*Raw records*:

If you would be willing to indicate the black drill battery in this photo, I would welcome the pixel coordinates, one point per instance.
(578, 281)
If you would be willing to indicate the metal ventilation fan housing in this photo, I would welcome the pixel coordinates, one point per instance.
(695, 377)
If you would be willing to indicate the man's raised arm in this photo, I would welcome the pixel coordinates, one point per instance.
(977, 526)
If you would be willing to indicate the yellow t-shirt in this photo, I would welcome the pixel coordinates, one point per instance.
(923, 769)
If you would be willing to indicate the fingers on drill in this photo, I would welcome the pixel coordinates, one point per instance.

*YOUR OBJECTIVE*:
Change every "pixel coordinates" in the records to "x and y positions" and copy out the records again, keeping everything else the same.

*WRITTEN ANSWER*:
If you would be willing to indicate the black drill battery in this photo, I would welcome the x and y positions, one point per instance.
(578, 281)
If you would be willing to indicate the metal ventilation fan housing in this photo, I would welcome the x and y positions, one point per instance.
(695, 377)
If you would be willing to indicate the man's raised arm in this photo, I would welcome the x and y positions, one point per instance.
(977, 526)
If you would be willing to indicate the yellow t-shirt in this photo, I would welcome the x and y positions, one point per instance.
(923, 769)
If you would be willing to indicate the fingers on drill in this photo, I would welcome the x and y positions, one point per instance.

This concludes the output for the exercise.